Return every line of the material below that contains the word "striped".

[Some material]
────────────────────────────────────────
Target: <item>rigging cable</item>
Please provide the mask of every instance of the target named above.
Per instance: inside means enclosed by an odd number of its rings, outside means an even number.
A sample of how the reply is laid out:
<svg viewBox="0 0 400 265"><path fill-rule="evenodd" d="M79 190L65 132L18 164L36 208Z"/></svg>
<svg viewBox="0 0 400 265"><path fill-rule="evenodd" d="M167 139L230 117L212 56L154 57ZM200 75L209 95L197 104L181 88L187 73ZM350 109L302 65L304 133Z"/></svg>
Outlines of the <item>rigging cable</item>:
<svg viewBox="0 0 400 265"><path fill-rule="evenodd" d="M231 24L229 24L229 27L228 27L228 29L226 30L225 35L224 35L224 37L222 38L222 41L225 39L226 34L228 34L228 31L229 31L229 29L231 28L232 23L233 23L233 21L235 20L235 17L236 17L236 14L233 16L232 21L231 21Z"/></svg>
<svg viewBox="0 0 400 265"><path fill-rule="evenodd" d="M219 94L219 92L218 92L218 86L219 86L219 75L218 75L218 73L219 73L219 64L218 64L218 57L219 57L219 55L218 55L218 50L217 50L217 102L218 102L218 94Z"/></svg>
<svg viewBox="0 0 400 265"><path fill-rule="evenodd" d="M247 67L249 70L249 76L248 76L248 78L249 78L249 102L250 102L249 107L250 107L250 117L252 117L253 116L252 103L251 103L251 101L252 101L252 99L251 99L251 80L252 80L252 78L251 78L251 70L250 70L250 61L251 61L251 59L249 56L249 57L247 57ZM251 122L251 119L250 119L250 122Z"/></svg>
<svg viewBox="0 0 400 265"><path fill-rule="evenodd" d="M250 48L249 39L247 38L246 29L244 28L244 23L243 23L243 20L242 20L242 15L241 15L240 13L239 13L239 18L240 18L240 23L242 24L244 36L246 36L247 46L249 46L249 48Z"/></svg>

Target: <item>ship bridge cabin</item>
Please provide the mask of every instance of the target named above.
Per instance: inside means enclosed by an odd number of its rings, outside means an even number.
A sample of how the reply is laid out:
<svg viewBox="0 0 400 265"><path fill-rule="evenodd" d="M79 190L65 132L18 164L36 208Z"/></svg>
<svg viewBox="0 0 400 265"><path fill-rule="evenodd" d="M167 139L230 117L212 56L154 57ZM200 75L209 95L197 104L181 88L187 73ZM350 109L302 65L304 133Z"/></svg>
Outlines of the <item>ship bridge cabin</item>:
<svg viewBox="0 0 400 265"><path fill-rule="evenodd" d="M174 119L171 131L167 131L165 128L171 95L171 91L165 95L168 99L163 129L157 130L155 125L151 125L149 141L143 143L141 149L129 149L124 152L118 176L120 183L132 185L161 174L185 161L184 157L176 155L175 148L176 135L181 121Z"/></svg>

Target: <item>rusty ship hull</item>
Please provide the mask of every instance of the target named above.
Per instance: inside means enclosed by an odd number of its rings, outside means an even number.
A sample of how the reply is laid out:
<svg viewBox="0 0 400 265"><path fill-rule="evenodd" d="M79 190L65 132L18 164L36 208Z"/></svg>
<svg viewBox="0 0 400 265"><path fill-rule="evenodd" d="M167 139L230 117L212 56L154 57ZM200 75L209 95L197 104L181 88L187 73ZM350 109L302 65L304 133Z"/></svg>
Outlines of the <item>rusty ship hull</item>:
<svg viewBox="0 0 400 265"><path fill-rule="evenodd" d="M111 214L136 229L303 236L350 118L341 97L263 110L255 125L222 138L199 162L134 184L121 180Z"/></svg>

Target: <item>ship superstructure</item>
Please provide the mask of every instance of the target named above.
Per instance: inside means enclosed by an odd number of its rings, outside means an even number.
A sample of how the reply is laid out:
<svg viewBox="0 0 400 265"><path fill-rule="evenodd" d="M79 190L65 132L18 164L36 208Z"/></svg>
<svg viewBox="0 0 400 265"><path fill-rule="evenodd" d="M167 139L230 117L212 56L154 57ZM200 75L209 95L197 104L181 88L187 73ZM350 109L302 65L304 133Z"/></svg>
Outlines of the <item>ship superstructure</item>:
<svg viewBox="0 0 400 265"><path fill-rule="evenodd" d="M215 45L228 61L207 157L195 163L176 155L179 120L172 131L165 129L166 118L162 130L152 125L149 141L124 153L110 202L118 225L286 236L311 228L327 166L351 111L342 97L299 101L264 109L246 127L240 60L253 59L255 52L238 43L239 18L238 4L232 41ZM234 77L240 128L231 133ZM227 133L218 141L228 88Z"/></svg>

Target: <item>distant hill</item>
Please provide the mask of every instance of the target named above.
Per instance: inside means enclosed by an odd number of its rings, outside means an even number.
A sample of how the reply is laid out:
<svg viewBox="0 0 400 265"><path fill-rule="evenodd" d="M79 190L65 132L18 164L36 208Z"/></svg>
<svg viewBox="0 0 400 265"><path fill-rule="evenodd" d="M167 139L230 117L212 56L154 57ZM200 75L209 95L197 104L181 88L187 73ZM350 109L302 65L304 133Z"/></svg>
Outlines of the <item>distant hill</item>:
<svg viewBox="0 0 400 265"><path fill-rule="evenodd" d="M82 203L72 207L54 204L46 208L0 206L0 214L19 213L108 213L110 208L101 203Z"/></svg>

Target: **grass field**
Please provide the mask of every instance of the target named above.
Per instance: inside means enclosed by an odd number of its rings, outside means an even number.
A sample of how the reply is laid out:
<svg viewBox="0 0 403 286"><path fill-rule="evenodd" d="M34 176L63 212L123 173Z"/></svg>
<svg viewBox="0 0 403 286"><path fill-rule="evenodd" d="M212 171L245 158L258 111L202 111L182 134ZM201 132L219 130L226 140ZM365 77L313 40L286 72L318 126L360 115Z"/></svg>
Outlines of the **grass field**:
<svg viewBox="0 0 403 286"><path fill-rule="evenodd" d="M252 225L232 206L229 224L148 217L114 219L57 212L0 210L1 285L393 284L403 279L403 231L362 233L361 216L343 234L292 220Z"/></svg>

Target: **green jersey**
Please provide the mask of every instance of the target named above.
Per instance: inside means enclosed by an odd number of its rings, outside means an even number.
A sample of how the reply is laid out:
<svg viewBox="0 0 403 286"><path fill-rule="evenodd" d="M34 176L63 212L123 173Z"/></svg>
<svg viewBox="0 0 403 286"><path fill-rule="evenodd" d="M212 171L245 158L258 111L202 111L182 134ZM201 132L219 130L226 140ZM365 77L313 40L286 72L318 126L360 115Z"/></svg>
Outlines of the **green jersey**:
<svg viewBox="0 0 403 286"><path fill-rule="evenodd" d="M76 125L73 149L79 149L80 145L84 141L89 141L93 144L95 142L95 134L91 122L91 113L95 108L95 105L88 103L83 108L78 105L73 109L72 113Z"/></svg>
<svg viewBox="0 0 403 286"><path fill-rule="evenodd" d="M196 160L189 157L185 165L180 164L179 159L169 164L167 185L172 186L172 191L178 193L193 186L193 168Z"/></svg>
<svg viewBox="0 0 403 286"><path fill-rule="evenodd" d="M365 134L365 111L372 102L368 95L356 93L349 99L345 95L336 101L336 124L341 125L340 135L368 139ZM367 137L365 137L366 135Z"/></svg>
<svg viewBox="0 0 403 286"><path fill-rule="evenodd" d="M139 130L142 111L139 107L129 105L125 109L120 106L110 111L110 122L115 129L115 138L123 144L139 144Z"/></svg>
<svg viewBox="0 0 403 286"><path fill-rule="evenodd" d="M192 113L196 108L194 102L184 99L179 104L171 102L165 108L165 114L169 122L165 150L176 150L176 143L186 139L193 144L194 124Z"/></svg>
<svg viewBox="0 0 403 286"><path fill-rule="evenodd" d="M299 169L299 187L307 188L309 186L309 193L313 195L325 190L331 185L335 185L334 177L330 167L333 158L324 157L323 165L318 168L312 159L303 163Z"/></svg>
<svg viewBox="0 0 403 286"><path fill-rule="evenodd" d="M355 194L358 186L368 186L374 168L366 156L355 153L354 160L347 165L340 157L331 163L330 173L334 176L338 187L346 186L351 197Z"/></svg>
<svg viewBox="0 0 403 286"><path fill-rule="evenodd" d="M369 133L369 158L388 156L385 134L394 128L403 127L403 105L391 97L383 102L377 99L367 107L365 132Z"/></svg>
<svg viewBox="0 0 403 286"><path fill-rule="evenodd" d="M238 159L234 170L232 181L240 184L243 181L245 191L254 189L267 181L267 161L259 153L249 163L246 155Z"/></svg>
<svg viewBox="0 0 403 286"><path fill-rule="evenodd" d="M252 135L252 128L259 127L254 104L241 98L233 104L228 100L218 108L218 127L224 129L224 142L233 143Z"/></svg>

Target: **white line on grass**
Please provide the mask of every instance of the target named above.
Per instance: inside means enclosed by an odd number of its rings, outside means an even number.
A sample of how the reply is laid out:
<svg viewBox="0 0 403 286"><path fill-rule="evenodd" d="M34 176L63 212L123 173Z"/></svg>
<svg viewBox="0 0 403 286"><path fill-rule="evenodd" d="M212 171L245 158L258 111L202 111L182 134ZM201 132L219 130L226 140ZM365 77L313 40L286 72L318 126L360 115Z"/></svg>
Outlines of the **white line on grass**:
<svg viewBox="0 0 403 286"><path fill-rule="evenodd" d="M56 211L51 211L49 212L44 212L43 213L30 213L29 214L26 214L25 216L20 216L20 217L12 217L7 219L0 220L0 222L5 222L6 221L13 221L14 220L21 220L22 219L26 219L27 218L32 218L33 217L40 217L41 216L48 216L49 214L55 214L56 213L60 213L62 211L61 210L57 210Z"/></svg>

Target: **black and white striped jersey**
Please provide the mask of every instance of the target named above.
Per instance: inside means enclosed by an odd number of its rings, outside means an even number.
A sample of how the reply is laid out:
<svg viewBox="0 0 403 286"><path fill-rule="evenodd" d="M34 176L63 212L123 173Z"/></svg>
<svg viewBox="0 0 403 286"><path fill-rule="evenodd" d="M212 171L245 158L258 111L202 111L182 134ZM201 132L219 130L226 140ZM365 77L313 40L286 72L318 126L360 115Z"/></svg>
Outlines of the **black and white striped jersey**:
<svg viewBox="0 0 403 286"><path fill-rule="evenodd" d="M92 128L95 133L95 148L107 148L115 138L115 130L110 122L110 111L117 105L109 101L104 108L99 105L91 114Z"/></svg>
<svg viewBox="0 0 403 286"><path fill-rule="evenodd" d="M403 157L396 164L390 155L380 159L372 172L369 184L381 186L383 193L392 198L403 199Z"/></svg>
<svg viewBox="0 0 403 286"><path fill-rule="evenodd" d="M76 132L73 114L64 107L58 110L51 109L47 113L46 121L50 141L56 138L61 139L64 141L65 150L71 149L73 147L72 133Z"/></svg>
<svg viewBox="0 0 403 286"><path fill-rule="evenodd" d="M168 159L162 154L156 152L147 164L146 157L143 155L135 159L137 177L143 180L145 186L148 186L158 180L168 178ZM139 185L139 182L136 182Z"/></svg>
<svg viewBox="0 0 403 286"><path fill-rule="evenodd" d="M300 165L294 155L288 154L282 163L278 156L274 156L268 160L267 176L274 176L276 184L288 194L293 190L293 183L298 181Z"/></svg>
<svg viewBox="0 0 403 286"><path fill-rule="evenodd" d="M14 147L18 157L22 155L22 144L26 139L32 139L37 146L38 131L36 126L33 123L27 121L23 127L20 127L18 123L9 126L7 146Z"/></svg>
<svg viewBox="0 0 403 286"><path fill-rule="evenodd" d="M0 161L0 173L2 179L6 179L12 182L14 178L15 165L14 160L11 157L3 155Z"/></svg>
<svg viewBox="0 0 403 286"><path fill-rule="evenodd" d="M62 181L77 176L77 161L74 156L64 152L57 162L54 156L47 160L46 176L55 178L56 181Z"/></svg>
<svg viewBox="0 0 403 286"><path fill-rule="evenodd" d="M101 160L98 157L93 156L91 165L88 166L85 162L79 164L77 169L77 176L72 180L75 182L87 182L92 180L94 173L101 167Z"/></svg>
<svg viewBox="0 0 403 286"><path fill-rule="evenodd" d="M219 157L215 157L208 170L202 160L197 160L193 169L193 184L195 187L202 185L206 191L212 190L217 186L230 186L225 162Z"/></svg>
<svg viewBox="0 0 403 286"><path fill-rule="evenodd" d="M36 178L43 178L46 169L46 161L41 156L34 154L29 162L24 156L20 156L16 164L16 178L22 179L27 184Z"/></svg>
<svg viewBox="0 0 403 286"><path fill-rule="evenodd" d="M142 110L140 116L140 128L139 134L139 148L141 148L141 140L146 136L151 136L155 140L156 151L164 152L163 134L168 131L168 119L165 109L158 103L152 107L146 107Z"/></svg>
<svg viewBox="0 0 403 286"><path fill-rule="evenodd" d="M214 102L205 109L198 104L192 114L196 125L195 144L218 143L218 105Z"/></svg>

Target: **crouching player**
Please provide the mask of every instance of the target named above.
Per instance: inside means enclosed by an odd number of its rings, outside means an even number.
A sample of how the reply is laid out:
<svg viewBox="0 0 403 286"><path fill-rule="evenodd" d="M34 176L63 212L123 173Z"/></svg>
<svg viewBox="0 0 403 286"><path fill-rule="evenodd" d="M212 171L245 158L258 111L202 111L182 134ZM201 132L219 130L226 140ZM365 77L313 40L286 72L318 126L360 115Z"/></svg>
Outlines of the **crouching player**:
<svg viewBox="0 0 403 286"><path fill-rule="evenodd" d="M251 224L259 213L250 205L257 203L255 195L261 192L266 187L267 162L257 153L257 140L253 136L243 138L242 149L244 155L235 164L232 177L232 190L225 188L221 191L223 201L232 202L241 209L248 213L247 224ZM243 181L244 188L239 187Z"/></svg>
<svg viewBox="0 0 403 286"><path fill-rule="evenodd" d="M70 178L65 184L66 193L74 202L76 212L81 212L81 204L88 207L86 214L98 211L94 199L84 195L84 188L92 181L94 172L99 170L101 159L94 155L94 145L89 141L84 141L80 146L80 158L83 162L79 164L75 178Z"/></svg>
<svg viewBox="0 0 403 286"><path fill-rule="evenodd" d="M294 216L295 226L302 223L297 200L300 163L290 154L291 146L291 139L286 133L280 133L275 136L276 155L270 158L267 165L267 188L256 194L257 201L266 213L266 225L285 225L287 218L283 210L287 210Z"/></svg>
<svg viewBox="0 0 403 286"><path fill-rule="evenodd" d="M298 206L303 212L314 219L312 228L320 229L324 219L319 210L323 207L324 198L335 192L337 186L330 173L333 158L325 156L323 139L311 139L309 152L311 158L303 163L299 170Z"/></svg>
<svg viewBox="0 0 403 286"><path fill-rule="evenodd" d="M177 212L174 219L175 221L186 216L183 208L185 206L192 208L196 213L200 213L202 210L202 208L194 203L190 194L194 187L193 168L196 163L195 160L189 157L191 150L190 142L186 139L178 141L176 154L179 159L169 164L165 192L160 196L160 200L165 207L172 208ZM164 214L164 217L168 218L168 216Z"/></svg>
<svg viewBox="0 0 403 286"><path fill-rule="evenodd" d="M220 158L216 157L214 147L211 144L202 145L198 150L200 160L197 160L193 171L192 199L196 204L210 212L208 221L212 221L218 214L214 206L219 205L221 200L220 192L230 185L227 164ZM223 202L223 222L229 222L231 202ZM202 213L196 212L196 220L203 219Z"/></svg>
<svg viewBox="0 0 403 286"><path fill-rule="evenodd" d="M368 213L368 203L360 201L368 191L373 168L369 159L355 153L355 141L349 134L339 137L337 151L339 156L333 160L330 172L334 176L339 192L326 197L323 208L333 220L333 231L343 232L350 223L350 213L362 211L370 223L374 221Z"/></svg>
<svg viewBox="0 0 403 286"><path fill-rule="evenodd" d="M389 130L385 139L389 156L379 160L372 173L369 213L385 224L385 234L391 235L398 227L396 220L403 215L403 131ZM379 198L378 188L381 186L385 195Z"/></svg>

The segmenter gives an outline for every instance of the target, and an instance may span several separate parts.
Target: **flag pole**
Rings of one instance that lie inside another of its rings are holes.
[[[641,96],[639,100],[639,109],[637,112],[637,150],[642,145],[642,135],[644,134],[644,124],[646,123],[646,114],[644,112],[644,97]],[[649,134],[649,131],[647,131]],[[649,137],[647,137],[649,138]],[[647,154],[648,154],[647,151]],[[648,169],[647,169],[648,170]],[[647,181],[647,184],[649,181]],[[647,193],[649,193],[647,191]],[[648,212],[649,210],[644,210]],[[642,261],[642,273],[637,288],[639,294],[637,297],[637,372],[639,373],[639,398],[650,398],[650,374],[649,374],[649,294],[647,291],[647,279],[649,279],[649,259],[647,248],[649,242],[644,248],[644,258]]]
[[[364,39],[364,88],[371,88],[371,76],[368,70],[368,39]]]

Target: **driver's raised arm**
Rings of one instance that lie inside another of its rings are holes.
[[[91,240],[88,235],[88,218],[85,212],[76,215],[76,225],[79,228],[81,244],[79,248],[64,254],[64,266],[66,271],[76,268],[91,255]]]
────────────────────────────────────────
▸ RESPONSE
Target: **black and white striped jersey**
Outlines of the **black and white striped jersey**:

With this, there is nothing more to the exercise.